Labeled-object pointing entries:

────────────────────

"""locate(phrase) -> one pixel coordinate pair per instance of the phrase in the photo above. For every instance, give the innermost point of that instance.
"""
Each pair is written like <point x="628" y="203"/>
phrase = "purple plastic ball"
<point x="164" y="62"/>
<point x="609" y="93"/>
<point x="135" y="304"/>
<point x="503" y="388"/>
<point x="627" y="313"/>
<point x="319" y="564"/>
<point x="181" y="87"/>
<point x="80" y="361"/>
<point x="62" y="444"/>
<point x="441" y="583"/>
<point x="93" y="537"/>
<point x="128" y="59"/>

────────────────────

- What needs to be done
Reproduce the entries above, changing "innermost" to "central" and leaving everything else untouched.

- Completed exercise
"""locate(phrase) -> one pixel coordinate pair per instance of the phrase in the photo above. For every instance, give the central point of that instance.
"""
Each pair is written like <point x="628" y="203"/>
phrase = "purple plastic ball"
<point x="164" y="62"/>
<point x="609" y="93"/>
<point x="135" y="304"/>
<point x="503" y="388"/>
<point x="627" y="313"/>
<point x="319" y="564"/>
<point x="181" y="87"/>
<point x="80" y="361"/>
<point x="62" y="444"/>
<point x="441" y="583"/>
<point x="93" y="537"/>
<point x="128" y="59"/>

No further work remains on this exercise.